Begin Entries supplied
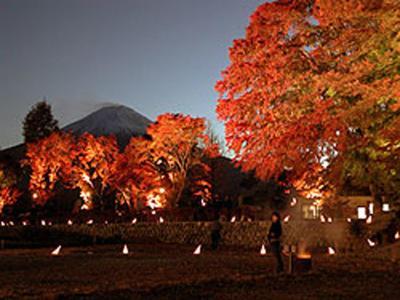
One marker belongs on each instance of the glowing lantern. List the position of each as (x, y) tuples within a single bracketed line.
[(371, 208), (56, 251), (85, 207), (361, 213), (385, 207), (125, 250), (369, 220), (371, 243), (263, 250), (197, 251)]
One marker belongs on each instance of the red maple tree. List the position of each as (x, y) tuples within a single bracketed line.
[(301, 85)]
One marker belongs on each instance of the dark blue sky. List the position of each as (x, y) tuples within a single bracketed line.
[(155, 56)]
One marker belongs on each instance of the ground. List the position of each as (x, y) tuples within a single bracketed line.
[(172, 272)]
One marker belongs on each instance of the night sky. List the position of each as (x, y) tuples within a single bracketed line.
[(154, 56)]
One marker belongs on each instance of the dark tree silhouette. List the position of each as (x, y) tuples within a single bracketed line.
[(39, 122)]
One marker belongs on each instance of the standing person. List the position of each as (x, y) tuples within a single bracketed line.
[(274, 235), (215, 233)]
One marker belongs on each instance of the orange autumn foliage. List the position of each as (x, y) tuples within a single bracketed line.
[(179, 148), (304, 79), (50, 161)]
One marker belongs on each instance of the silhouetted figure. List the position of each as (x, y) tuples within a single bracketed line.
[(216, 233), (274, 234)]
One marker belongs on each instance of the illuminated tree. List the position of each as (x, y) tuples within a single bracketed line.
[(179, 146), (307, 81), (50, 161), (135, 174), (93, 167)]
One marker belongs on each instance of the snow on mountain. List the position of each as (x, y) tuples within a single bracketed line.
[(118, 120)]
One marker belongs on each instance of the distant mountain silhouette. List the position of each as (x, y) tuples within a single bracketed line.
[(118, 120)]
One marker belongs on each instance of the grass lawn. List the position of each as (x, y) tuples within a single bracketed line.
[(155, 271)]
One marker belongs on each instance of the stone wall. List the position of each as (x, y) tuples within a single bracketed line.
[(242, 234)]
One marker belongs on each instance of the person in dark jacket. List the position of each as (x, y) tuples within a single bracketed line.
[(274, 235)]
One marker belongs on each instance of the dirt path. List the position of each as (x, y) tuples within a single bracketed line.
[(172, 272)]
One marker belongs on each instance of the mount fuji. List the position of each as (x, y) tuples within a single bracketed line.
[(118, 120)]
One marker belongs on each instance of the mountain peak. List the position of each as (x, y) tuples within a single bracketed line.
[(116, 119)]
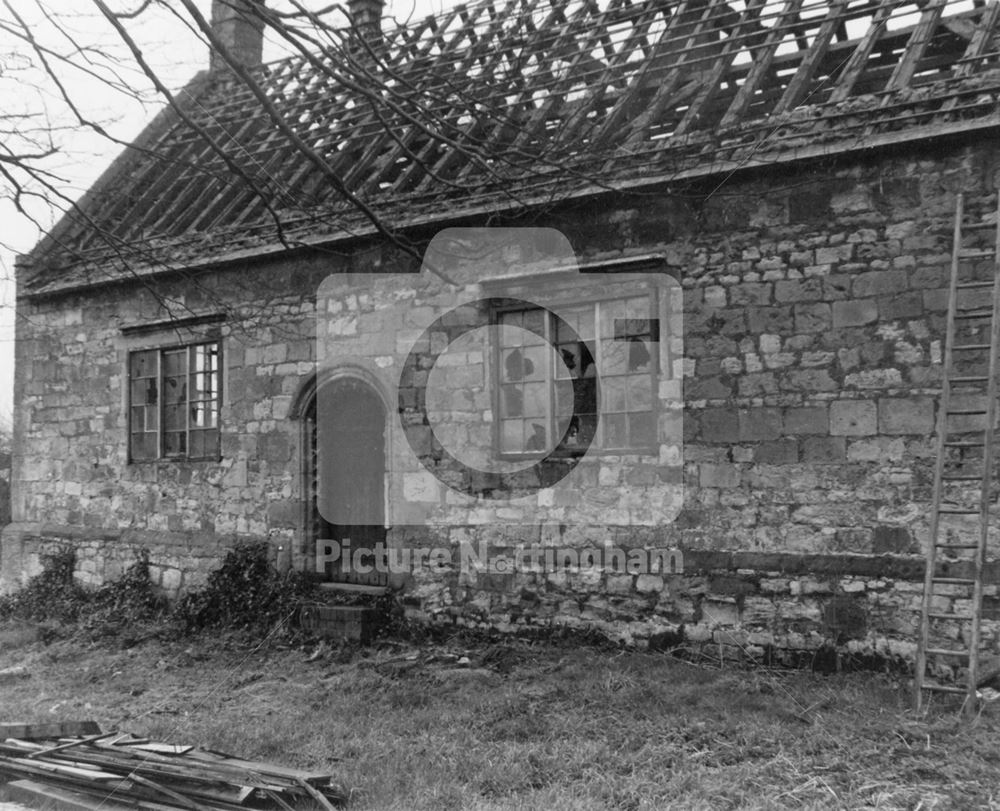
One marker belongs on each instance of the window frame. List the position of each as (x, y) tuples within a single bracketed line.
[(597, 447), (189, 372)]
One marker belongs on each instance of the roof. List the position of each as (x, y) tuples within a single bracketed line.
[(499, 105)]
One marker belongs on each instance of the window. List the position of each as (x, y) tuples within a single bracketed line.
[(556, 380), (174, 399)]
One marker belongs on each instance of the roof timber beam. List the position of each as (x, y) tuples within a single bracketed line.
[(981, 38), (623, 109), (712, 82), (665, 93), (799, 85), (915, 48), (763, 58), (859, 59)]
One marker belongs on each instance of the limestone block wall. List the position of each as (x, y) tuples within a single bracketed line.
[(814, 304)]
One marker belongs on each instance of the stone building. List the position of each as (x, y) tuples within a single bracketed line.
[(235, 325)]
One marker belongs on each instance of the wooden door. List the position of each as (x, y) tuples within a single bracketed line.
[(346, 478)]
End Entries supplied
▸ What is needed: Can you reproduce every line of the listing above word for word, but without the pictures?

▸ Output for this exercise:
One marker belongs on each instance of the glowing lantern. List the position of each as (x, y) tuples within a single bracketed line.
[(371, 208), (56, 251), (85, 207), (361, 213), (385, 207), (125, 250), (369, 220), (371, 243), (263, 250), (197, 251)]
One marker belongs on each instance of the red maple tree. List the position of each as (x, y) tuples within a single bracketed line.
[(301, 85)]
One marker belongs on each instance of the dark blue sky. List the position of each as (x, y) tuples within a single bracketed line.
[(155, 56)]
One marker belongs on each instance of the ground. List the position of each as (x, y) tuples within a single bracketed line.
[(172, 272)]
One marker belongs on each instance of the night sky. List the position of each as (x, y) tuples within a single bracketed line.
[(154, 56)]
One marker belongs on each instance of the dark tree silhouette. List the position of each as (x, y) tuples within a single bracketed line.
[(39, 122)]
One marker belongs on each instance of the standing person. List the position of each as (x, y) tuples within a single bracketed line.
[(274, 235), (215, 233)]
One marker belongs on each instance of the orange autumn foliage. List the position of each as (x, y) tuples within a single bracketed line.
[(179, 148), (304, 79), (50, 161)]
One marker belongs on each instance of the silhouetted figure. List the position of each as (x, y) tuples within a single bracketed line.
[(216, 233), (274, 234)]
One marker belongs on each instance of the illuminated tree. List the position of each as (x, y) tuples within a single bracketed line.
[(179, 146), (307, 81), (50, 161), (135, 174), (93, 167)]
One marker belongs on each instance of the snow on mountain. List the position of each as (x, y) tuples within a single bracketed line.
[(118, 120)]
One marker belongs on each instance of the distant mountain silhouette. List the position of each as (x, y) tuples within a single bracketed line.
[(118, 120)]
One marker belongs on each instance of the grass lawn. List the position of each as (x, y) tuples within a single bracketed line.
[(155, 271)]
One marker belongs on each instance of the stone wall. List the position of each as (x, y) tuples within a single bracketed line.
[(242, 234)]
One marker belongs on each instance of the person in dark jacket. List the position of each as (x, y) tuples within a single bracketed line.
[(274, 235)]
One marker belongs on each instance of the dirt path. List the position of each as (x, y) tuples within a single bracketed line.
[(172, 272)]
One marker belongs on each instance of the mount fuji. List the position of each as (x, y) tuples within a single bracketed line.
[(118, 120)]
One marker belongs on each instance of the mountain peak. List the position of each as (x, y) tuples within a single bracketed line.
[(116, 119)]
One marker belongs on each instance of the window frame. List the position of each as (x, y) tuples within a single bracketed line.
[(597, 447), (189, 372)]
One marker belongs on each instance of the roof. List the position of each as (x, y) tuples within a single bracketed line.
[(499, 105)]
One marker belongs on each instance of the window. List the position of each as (x, y) tuples within a single bracketed line.
[(556, 380), (174, 399)]
One marker belongs on each instance of the roof timber beam. List the position of each as (x, y) tuples within a single bracketed line.
[(981, 38), (623, 109), (712, 82), (665, 93), (799, 85), (915, 48), (763, 58), (859, 59)]
One marker belongs on each instance of the limestone block wall. List the position of each as (x, y) tuples within a single bracketed line.
[(814, 304)]
One marker belongs on each instance of the stone building. List the position of each as (x, y) tuples within a single bracketed line.
[(235, 325)]
One marker belongs on each instance of the wooden door. List the position of each as (x, y) tuples within a single bracketed line.
[(346, 478)]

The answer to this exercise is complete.